◆ **Written request A**
In the forum thread, what instruction does GeeWhizRS say is printed on the bottle of Auto Foam?
◆ **Written request B**
Summarize the forum thread in two sentences.
◆ **Written request C**
For each statement, answer yes or no according to the forum thread, and quote the words that decide it.
(i) Bilt-Hamber Lab advises applying an LSP directly after auto-foam.
(ii) Rakti rinses off with a hose three times.
(iii) Auto-wash removes the surfactants only when used hot.

Thanks for clarifying & your input on my thread :thumb:


----------



## Rappy

Bilt-Hamber Lab said:


> There will be news soon from us of an non-cationic clean-rinse product that assists in the application of wet applied coatings


Will this be 2020?


----------



## Guest

Bilt-Hamber Lab said:


> One a final note auto-foam is cationic in nature; the surfactant is drawn to the surface and users may notice when power-washing during rinsing that unusual water behaviour observed at the paint surface. This is caused by these surfactants and is why power-washing is important to ensure adequate removal.


I'd imagine this would then be a factor in the premature failure of coatings and LSP's then also if any surfactant remains on the surface before the application of protection. Might be worth adding this info to your product info/website as well, no?


----------



## Bilt-Hamber Lab

DannyRS3 said:


> I'd imagine this would then be a factor in the premature failure of coatings and LSP's then also if any surfactant remains on the surface before the application of protection. Might be worth adding this info to your product info/website as well, no?


Thorough prep before LSP application includes using products such cleanser-fluid, this removes these easily. Many shampoos and cleaners are substantive but it would be very unusual to apply an LSP directly after auto-foam and not what we advocate we wouldn't add an instruction that would encourage it.

You would expect to, at least, follow with auto-wash which removes these surfactants and will do so either hot or cold, before applying an LSP.


----------



## Bilt-Hamber Lab

Rappy said:


> Thanks for clarifying & your input on my thread :thumb:


:thumb: Welcome! Sorry I can't spend more time doing so.


----------



## Rakti

GeeWhizRS said:


> The requirement to rinse with a pressure washer might be something you want to add to your product instructions. The bottle of Auto Foam I have just says 'Rinse with cold water'. I dare say there will be people that apply Auto Foam with a hand held foamer and rinse off with a hose.


That's me GeeWhiz i.e. apply with a hand held foamer and rinse off with a hose (not open hose though) three times. So, are we saying that BH Autofoam is specifically designed to be rinsed with a PW?

...and, if I haven't got one, would I be better using 2% AF instead of 4%?


----------



## GeeWhizRS

Rakti said:


> That's me GeeWhiz i.e. apply with a hand held foamer and rinse off with a hose (not open hose though) three times. So, are we saying that BH Autofoam is specifically designed to be rinsed with a PW?
> 
> ...and, if I haven't got one, would I be better using 2% AF instead of 4%?


Sounds like Auto Foam requires a higher pressure rinse than a hose but it also sounds like the wash phase will remove any remaining Auto Foam. 
There will be plenty of people that will just use Auto Foam on its own as a quick contactless Winter wash so this is probably more relevant to them if they are just rinsing off with a hose.


----------



## Rappy

Hi guys,

Just a quick update.

I think I may have cracked it. I believe it to be the OEM paint thats the issue not BH.

More info to follow later & what further testing I will be doing.

Rappy


----------



## blademansw

Fascinating thread this!


----------



## Rappy

Hi Guys,

As promised an update.

◆ **Data listing**
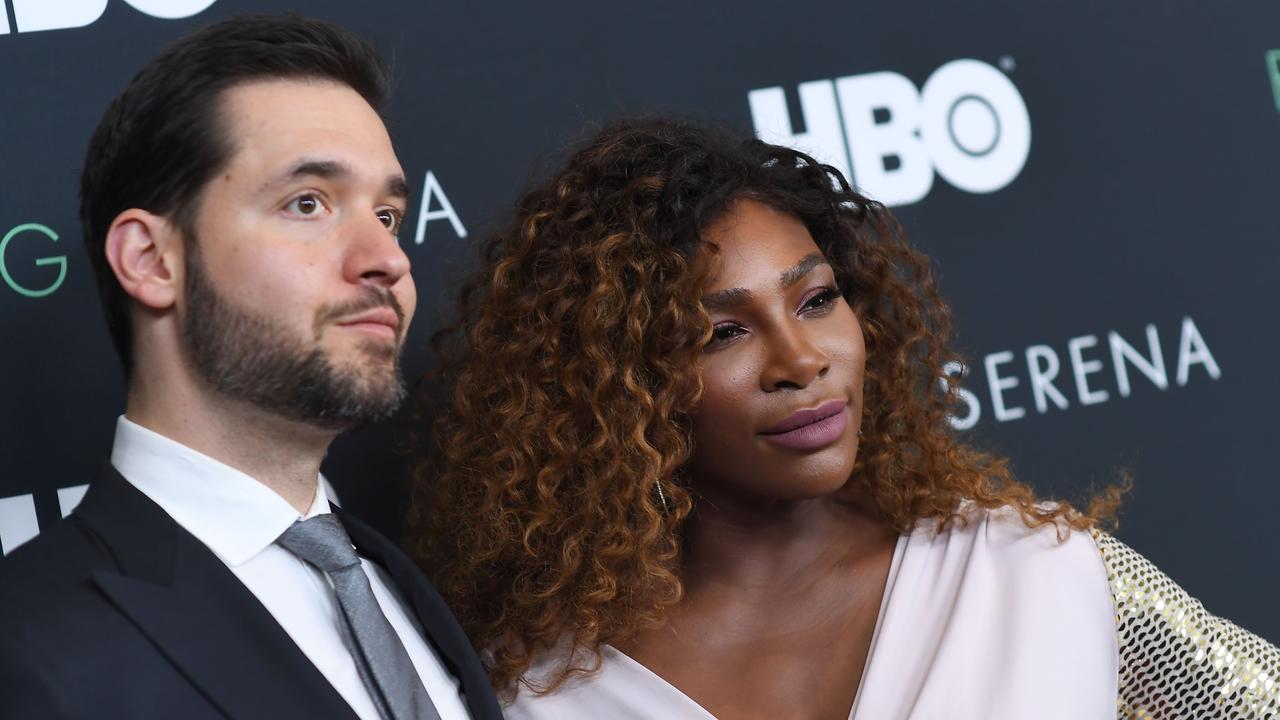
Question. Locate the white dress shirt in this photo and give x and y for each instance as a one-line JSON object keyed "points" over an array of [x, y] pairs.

==

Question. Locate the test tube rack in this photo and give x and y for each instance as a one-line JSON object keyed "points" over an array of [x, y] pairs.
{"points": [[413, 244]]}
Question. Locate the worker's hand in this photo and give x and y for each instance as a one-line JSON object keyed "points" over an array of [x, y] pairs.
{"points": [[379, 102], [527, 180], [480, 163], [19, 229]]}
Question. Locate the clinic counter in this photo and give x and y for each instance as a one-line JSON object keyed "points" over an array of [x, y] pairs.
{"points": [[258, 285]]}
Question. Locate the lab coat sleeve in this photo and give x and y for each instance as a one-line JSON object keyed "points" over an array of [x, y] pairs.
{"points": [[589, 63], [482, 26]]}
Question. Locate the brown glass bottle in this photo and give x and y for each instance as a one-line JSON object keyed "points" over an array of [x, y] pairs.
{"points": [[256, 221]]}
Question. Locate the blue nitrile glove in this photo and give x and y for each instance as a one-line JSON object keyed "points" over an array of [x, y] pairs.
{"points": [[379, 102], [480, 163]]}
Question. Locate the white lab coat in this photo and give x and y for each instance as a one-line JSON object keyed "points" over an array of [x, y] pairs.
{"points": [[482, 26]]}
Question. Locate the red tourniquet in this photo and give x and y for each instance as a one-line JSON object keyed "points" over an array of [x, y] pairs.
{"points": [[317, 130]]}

---

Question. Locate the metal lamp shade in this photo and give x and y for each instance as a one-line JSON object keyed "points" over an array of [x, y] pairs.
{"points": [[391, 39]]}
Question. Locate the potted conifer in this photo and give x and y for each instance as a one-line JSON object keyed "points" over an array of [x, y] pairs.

◆ **Written solution A**
'Rinse with cold water'

◆ **Written solution B**
Bilt-Hamber Lab explains that auto-foam is cationic, so its surfactant is drawn to the paint surface and power-washing is important to remove it, and says auto-wash, hot or cold, removes these surfactants before an LSP is applied. Forum members ask whether a hose rinse without a pressure washer is enough, and Rappy reports believing that the OEM paint, not BH, is behind his issue.

◆ **Written solution C**
(i) No: "it would be very unusual to apply an LSP directly after auto-foam and not what we advocate"
(ii) Yes: "rinse off with a hose (not open hose though) three times"
(iii) No: "which removes these surfactants and will do so either hot or cold"